Mine refuse to eat it.


----------



## Mammyjuls (Aug 12, 2015)

Yes mean water cress but thats not all i am goi g to feed the tortise i have grow quite a few diffrent thinhs and have checked them on that table thing so i know they fine for tortise to eat also got diffrent types of grass growning as well so the tortise will have a nice veried diet


----------



## Careym13 (Aug 12, 2015)

Mine hate it too...I've tried many times and they always avoid it.


----------



## Mammyjuls (Aug 12, 2015)

Ohh well it will not hurt giving it a try and then I will find out if the tortise likes it or not


----------



## johnandjade (Aug 12, 2015)

our hermanns wil eat it no problem


----------



## johnandjade (Aug 12, 2015)

View attachment ImageUploadedByTortoise Forum1439399277.871067.jpg


caught in the act lol


----------



## Mammyjuls (Aug 12, 2015)

Or good so not all tortises don't like it so hopefully mine will like it as well


----------



## ZEROPILOT (Aug 12, 2015)

Mammyjuls said:


> Or good so not all tortises don't like it so hopefully mine will like it as well


Different species prefer different things. But to make things even more difficult, tortoises of the same species will disagree on what is good to eat.
I have a list at home of what is edible for my Redfoot clan and they actually wont touch about 40% of the listed plants.
You simply HAVE to try and see what what work for you.


----------



## Mammyjuls (Aug 12, 2015)

Yes that's what I will do feed diffrent things and find out what it likes


----------



## Mammyjuls (Aug 12, 2015)

Going to name it olaf of frozen as my little boy loves frozen and because the tortise will be to young to be able to tell the sex of it


----------



## ZEROPILOT (Aug 12, 2015)

MATERIAL PROVIDED -
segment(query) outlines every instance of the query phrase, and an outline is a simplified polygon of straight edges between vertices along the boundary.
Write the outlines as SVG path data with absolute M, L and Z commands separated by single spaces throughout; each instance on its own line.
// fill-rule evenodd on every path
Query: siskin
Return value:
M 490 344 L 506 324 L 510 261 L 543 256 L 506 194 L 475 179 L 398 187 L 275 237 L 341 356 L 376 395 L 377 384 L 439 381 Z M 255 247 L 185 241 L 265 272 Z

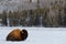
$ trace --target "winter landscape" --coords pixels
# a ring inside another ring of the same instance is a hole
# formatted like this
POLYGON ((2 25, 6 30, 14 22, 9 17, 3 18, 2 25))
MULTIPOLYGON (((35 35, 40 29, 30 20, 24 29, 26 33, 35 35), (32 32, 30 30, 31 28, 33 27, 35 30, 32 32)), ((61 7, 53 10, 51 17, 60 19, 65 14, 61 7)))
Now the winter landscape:
POLYGON ((0 26, 0 44, 66 44, 66 28, 0 26), (8 33, 16 28, 26 29, 28 38, 20 42, 6 41, 8 33))

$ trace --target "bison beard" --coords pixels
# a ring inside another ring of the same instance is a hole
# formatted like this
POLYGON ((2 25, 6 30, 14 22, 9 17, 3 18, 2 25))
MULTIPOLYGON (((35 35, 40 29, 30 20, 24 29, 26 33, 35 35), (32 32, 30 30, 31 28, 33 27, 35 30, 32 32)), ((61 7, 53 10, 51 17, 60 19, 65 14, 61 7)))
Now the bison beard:
POLYGON ((12 32, 10 32, 7 36, 7 41, 24 41, 28 37, 28 31, 26 30, 20 30, 15 29, 12 32))

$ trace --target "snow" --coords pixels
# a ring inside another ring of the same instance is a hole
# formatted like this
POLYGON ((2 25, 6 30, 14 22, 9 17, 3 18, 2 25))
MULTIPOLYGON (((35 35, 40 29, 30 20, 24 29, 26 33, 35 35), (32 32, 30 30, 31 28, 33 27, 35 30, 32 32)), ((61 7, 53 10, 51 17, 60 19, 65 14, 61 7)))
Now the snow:
POLYGON ((66 44, 66 28, 0 26, 0 44, 66 44), (16 28, 26 29, 28 38, 20 42, 6 41, 8 33, 16 28))

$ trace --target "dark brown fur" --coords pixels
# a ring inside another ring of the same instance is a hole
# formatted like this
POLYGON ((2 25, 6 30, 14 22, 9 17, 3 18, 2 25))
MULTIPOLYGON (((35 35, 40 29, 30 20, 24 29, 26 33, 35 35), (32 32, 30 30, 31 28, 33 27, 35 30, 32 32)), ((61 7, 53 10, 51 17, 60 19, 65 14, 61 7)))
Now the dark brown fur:
POLYGON ((26 30, 20 30, 15 29, 12 32, 10 32, 7 36, 7 41, 24 41, 28 37, 28 31, 26 30))

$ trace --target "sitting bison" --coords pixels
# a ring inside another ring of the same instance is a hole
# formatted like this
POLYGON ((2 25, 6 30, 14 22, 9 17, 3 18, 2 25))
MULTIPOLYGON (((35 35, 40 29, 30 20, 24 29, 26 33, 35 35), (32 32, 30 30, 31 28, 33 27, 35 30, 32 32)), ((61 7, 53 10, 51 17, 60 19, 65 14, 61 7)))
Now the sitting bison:
POLYGON ((7 41, 24 41, 28 37, 28 31, 26 30, 20 30, 15 29, 12 32, 10 32, 7 36, 7 41))

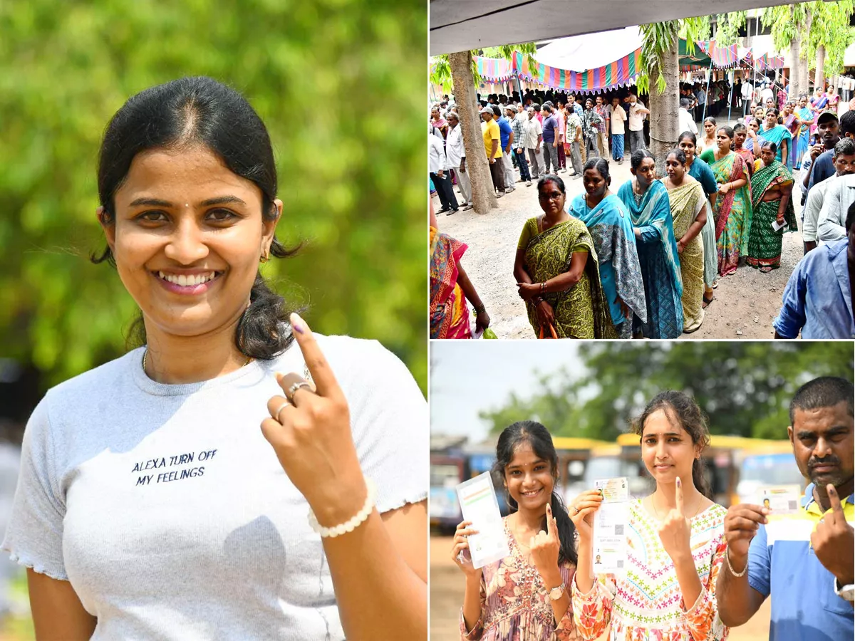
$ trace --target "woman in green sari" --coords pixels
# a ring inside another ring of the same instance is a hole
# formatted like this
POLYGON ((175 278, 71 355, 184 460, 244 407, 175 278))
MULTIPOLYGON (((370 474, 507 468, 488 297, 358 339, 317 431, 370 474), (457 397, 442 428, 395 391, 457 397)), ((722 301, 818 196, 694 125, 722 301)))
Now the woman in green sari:
POLYGON ((662 179, 674 219, 674 236, 680 254, 683 281, 683 332, 691 333, 704 322, 704 243, 700 232, 706 224, 710 203, 701 184, 688 174, 686 154, 675 149, 665 159, 668 177, 662 179))
POLYGON ((785 163, 787 168, 792 168, 793 166, 790 164, 792 154, 789 153, 789 150, 793 142, 793 134, 786 126, 778 124, 778 110, 774 107, 766 112, 764 128, 760 131, 759 135, 764 140, 775 143, 778 150, 775 160, 785 163))
POLYGON ((779 161, 775 143, 765 142, 760 148, 763 167, 752 180, 752 204, 754 220, 748 237, 748 264, 770 272, 781 267, 781 246, 784 223, 791 231, 796 230, 796 216, 793 209, 793 174, 779 161), (780 226, 774 229, 773 224, 780 226))
POLYGON ((716 133, 717 147, 701 154, 716 175, 718 197, 713 215, 716 217, 716 248, 718 252, 718 273, 729 276, 736 271, 740 256, 748 250, 748 230, 751 229, 751 194, 746 189, 748 172, 742 156, 730 149, 734 130, 720 126, 716 133))
POLYGON ((544 215, 522 226, 514 262, 520 297, 536 335, 550 338, 615 338, 603 295, 593 239, 581 221, 564 211, 564 181, 538 182, 544 215))

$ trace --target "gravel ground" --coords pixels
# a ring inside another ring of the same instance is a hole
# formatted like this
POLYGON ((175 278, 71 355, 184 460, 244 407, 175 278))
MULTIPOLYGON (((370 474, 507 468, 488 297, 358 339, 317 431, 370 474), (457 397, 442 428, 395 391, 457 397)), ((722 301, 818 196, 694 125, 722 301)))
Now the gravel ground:
MULTIPOLYGON (((622 165, 610 162, 611 191, 631 178, 628 158, 622 165)), ((572 169, 558 175, 567 186, 568 201, 582 193, 581 179, 570 178, 572 169)), ((799 172, 796 172, 798 176, 799 172)), ((796 179, 796 183, 800 180, 796 179)), ((499 338, 533 338, 525 304, 516 294, 514 256, 523 223, 542 213, 537 186, 516 183, 515 191, 498 199, 498 209, 478 215, 472 209, 451 216, 438 214, 439 229, 469 245, 463 265, 490 315, 490 326, 499 338)), ((457 191, 457 190, 456 190, 457 191)), ((798 203, 800 192, 793 190, 798 203)), ((458 196, 459 199, 459 196, 458 196)), ((433 206, 439 210, 439 199, 433 206)), ((784 287, 803 256, 801 232, 784 234, 781 264, 769 273, 740 267, 736 273, 721 279, 715 301, 707 309, 704 324, 681 338, 771 338, 772 320, 781 309, 784 287)))

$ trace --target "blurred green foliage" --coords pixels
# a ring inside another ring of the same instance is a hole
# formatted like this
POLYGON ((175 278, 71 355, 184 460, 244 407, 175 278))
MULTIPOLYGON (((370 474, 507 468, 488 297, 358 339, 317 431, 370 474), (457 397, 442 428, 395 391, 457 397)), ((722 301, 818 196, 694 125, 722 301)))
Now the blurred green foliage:
POLYGON ((0 356, 43 386, 124 352, 136 306, 91 265, 101 136, 184 75, 267 124, 285 203, 264 268, 315 331, 377 338, 427 385, 423 2, 0 3, 0 356))
POLYGON ((532 419, 556 436, 614 440, 663 390, 692 394, 713 434, 786 438, 793 392, 817 376, 852 380, 849 341, 626 341, 580 345, 585 370, 541 375, 543 392, 481 413, 498 433, 532 419))

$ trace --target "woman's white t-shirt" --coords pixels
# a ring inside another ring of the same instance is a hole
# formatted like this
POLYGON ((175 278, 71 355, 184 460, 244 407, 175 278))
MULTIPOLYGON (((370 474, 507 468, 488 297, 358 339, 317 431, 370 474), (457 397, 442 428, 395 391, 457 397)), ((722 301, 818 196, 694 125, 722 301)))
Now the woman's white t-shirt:
MULTIPOLYGON (((376 341, 315 336, 378 511, 424 500, 427 405, 410 372, 376 341)), ((93 639, 344 638, 308 503, 260 427, 274 373, 304 372, 296 343, 190 385, 151 380, 142 356, 39 403, 3 548, 71 581, 93 639)))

SET OF TASKS -
1) Reproduce the tortoise forum thread between "Different species prefer" and "good to eat.", inclusive.
2) In the tortoise forum thread, about what share of the plants on ZEROPILOT's list do the Redfoot tortoises refuse to touch?
3) Write what comes next in the tortoise forum thread, starting after its final line.
The entries after the tortoise forum thread are separate material.

RESPONSES TO THE EXERCISE -
1)
Different species prefer different things. But to make things even more difficult, tortoises of the same species will disagree on what is good to eat.

2) About 40%.

3)
Mammyjuls said:


> Going to name it olaf of frozen as my little boy loves frozen and because the tortise will be to young to be able to tell the sex of it


I have a female named Julio. Once it's named it's too late.


----------



## Mammyjuls (Aug 12, 2015)

I am finding it hard to think of unisex names for my tortise has anyone got any ideas


----------



## ZEROPILOT (Aug 12, 2015)

It's O.K.
Tortoises don't get embarrassed.


----------



## Mammyjuls (Aug 12, 2015)

Hi dos anyone have a list of what kind os cactus tortise can eat and were in uk i can get them please


----------



## ZEROPILOT (Aug 12, 2015)

@Anyfoot just got some from Spain to the U.K.
Maybe he knows of a local place, too?
He's in Sheffield.


----------



## Mammyjuls (Aug 12, 2015)

Ok thank you i will ask him


----------



## Ariza (Aug 15, 2015)

ZEROPILOT said:


> tortoises of the same species will disagree on what is good to eat.


LOL Just like people. I love brussell sprouts and most people hate them. I also used to love liver back in my meat-eating days. And Ariza is supposed to like grass but she'll walk right by a grass patch and not eat. We're all unique individuals.


----------



## Mammyjuls (Aug 15, 2015)

Yes well flash keeps having little nibbles at it but he dos not seam overly impressed with it lol


----------



## Lyn W (Aug 15, 2015)

Mammyjuls said:


> Yes that's what I will do feed diffrent things and find out what it likes


Is there a list of foods on the caresheet? That should be a good starting point for your Greek Juls, then add different things as you go.


----------



## Mammyjuls (Aug 15, 2015)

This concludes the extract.